● **Given exercise**:
Copy the following lines word for word, without changing anything.

--------------------------------

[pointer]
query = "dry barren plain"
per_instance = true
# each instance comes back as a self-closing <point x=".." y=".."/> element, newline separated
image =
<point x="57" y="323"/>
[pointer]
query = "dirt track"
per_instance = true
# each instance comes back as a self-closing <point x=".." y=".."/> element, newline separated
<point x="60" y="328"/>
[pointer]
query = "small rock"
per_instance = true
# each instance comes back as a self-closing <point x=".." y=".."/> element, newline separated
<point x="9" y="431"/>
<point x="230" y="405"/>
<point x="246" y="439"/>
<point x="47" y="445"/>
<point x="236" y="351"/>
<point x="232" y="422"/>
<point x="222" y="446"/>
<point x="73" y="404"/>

--------------------------------

● **The answer**:
[pointer]
query = "dry barren plain"
per_instance = true
# each instance comes back as a self-closing <point x=".." y=".."/> element, newline separated
image =
<point x="57" y="323"/>
[pointer]
query = "dirt track"
per_instance = true
# each instance comes back as a self-closing <point x=".." y=".."/> element, newline separated
<point x="60" y="328"/>
[pointer]
query = "small rock"
per_instance = true
# each instance comes back as a self-closing <point x=".." y=".."/> element, newline separated
<point x="9" y="431"/>
<point x="230" y="405"/>
<point x="246" y="439"/>
<point x="47" y="445"/>
<point x="236" y="351"/>
<point x="232" y="422"/>
<point x="222" y="446"/>
<point x="73" y="404"/>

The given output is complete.